Dados fornecidos:
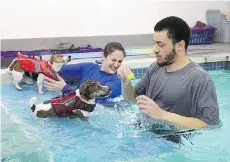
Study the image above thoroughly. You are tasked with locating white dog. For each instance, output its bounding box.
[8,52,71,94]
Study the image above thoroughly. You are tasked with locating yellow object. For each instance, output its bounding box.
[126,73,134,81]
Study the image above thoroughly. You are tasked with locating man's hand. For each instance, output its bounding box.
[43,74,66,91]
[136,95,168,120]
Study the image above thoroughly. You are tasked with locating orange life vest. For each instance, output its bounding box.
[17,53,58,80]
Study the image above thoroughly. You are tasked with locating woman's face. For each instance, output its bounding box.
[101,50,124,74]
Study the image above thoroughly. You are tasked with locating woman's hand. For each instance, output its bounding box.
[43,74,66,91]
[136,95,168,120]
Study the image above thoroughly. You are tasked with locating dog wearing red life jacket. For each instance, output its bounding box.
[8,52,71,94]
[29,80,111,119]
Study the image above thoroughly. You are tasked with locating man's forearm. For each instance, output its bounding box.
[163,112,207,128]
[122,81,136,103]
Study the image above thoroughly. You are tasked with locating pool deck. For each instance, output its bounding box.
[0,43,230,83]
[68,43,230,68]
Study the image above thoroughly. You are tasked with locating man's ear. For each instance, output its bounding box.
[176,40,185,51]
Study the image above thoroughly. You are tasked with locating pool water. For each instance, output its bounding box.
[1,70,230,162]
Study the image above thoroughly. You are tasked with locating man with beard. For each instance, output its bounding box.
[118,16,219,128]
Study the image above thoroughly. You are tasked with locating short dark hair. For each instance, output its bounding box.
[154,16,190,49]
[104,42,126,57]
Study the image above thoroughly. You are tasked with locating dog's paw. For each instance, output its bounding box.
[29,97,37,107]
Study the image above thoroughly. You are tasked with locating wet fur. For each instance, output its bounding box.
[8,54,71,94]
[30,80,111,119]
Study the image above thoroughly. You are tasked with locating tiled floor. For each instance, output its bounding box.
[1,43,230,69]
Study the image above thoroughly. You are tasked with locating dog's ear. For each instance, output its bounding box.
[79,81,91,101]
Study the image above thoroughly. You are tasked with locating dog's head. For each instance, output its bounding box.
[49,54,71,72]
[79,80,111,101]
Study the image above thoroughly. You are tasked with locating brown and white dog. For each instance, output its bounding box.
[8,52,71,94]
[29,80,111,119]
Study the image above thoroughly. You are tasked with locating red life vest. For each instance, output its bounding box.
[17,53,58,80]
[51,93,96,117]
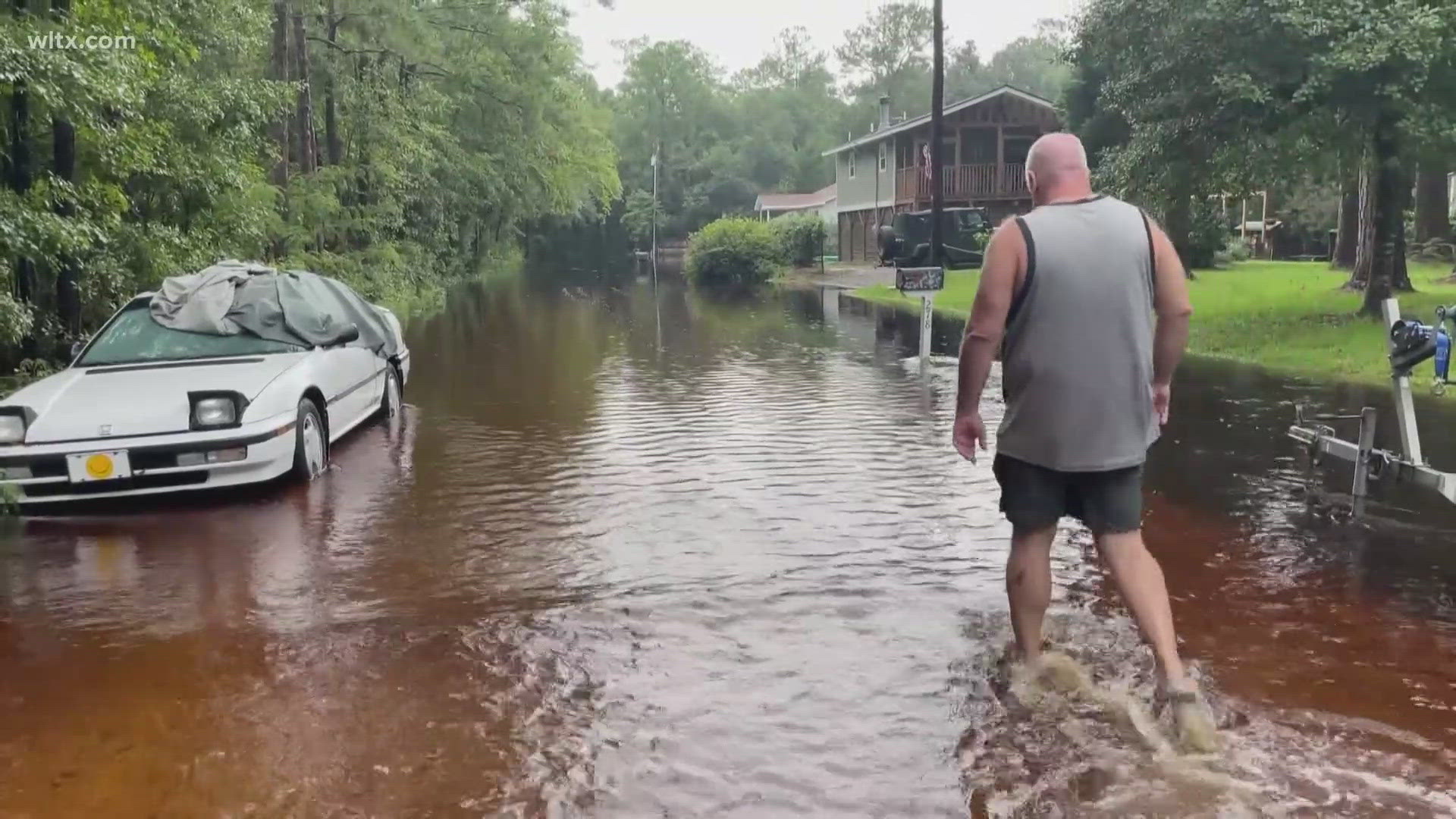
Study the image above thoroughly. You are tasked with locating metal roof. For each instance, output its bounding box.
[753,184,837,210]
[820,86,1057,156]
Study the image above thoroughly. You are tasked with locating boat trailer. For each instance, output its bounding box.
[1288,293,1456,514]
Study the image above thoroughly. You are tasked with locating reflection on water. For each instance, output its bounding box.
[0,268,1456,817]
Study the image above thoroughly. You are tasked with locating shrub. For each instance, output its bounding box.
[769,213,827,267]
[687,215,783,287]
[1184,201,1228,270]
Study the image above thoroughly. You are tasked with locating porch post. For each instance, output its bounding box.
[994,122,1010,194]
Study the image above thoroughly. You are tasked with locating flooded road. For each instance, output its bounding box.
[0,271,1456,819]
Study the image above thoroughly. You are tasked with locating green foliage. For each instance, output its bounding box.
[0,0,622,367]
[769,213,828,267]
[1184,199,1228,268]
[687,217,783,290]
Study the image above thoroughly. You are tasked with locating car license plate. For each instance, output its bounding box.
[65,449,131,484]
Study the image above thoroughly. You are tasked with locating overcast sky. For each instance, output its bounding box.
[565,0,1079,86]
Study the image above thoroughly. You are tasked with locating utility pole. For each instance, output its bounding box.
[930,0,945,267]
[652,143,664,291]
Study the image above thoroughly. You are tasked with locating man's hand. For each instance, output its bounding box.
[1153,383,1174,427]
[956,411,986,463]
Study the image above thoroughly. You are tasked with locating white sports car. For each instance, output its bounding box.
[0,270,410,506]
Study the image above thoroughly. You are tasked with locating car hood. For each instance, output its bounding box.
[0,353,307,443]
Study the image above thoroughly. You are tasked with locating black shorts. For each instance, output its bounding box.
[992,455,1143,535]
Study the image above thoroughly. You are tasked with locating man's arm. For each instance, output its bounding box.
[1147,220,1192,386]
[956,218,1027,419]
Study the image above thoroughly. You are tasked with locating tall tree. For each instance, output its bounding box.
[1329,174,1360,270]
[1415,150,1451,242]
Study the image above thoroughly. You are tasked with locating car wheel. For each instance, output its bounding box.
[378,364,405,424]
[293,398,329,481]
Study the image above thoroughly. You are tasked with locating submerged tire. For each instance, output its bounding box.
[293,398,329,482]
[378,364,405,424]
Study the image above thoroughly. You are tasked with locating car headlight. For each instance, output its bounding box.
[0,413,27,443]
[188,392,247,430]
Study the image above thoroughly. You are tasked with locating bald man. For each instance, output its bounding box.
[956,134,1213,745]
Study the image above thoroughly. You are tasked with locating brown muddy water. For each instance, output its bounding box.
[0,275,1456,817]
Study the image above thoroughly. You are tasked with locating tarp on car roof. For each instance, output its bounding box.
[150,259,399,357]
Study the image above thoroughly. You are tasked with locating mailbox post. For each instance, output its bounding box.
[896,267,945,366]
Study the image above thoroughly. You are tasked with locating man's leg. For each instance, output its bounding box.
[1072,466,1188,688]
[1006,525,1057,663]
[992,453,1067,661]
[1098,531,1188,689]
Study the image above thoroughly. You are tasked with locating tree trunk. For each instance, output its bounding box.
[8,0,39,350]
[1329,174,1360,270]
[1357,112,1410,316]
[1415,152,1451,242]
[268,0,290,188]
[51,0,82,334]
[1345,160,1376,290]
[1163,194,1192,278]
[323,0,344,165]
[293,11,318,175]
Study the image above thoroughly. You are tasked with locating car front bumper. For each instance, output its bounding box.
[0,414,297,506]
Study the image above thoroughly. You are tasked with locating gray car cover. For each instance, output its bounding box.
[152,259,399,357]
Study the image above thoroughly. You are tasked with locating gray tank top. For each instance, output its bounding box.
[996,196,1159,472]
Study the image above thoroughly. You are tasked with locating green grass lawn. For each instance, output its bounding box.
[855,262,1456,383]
...
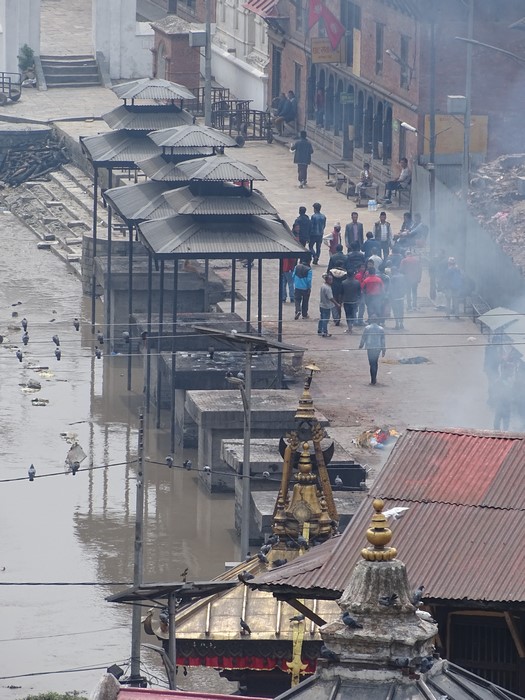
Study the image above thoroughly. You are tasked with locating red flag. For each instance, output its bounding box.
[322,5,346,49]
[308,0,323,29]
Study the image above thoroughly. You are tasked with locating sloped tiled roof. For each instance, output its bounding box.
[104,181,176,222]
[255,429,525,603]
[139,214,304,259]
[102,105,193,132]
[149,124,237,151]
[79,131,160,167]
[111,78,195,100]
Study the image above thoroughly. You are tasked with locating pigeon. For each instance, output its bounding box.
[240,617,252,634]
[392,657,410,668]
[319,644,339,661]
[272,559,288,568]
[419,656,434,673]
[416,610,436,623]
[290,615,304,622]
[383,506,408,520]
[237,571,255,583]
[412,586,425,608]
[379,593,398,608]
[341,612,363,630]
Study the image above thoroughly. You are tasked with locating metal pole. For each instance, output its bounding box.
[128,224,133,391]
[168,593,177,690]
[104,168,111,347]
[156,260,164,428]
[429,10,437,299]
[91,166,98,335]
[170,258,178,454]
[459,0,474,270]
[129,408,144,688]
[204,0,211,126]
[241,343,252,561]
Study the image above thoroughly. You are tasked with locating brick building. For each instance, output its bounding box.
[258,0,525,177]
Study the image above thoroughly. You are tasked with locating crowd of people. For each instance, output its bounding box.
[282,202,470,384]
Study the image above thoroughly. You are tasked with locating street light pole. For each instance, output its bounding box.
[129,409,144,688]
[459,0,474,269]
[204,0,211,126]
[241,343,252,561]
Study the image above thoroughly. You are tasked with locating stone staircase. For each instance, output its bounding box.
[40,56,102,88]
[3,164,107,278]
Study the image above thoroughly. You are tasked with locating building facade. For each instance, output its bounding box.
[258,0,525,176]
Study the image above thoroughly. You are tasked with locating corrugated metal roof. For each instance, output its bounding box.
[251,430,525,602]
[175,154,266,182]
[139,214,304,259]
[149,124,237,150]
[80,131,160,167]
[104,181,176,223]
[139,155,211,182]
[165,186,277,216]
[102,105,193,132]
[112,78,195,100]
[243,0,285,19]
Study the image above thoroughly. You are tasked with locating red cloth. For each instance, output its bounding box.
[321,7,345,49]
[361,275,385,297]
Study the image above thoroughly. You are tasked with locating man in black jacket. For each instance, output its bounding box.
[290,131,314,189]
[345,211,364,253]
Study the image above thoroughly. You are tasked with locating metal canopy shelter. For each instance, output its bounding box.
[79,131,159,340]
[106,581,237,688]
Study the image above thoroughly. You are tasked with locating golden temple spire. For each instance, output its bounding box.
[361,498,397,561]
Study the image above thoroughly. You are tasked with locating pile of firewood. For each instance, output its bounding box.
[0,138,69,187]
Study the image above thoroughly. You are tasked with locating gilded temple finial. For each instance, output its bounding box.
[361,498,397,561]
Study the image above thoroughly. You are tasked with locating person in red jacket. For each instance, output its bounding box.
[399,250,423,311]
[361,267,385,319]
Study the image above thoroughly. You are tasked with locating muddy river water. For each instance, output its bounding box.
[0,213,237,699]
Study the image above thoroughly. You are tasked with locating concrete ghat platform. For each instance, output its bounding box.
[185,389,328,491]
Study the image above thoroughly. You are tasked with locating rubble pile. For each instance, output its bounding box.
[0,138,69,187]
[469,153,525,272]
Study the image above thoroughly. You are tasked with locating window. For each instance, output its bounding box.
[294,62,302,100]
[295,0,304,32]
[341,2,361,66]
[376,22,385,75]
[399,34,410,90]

Tarefa proposta: Reescreva como CSV de duas colunas, "texto" e "resposta", as entradas do trecho que começa na linha que contém "fur. For each instance, output its bounding box." e termina na linha que contém "[565,0,1079,86]", ambas incluídas, com uma linha por entrada e cada campo entre aspas, substituindo as quebras de linha por espaços. Omita as imagens.

Resposta ao exercício:
texto,resposta
"Study the image above thoroughly. You are tasked with locating wet fur. For each instance, output its bounding box.","[8,54,71,94] [30,80,111,119]"
"Study the image above thoroughly. You are tasked with locating tiled floor. For each instance, output its bounding box.","[1,43,230,69]"
"Study the image above thoroughly. You are tasked with locating dog's ear. For each instance, output its bounding box.","[79,81,91,101]"
"Study the image above thoroughly. You are tasked with locating dog's head. For each instance, output its bounding box.","[49,54,71,72] [79,80,111,101]"
"Study the image above thoroughly. You are tasked with locating brown and white dog. For each instance, output its bounding box.","[8,52,71,94] [29,80,111,119]"
"Study the image above thoroughly. You are tasked with locating red life vest. For each instance, output its bounding box.","[17,53,58,80] [51,93,96,117]"
"Study the image above thoroughly. You are tasked with locating metal roof. For each instance, output its bounding box.","[753,184,837,210] [820,86,1057,156]"
"Study the image above thoroughly. You are tasked with locating boat trailer. For each instance, output its bounding box.","[1288,293,1456,514]"
"Study the image above thoroughly. You are tasked with locating reflection on water. For each instance, output its bounding box.","[0,268,1456,817]"
"Study the image above thoroughly. You are tasked with locating shrub. For each instance, output its bounding box.","[769,213,827,267] [687,215,783,287] [1184,201,1228,270]"
"Study the image above thoroughly. You are tasked with locating porch post. For each instance, output its bounding box.","[994,122,1010,194]"
"Study the image above thoroughly. You are tasked with locating flooded road. For each instance, output its bounding box.","[0,271,1456,819]"
"Study the image above thoroughly. You are tasked with locating green foliage. For each instance, output its bounding box.","[0,0,622,367] [769,213,828,267] [1184,199,1228,268] [687,217,783,290]"
"Study the image above thoroughly. You are tasked with locating car license plate. For each instance, output its bounding box.","[65,449,131,484]"
"Study the image above thoroughly. You are tasked with locating overcast sky. For each instance, output its bounding box.","[565,0,1079,86]"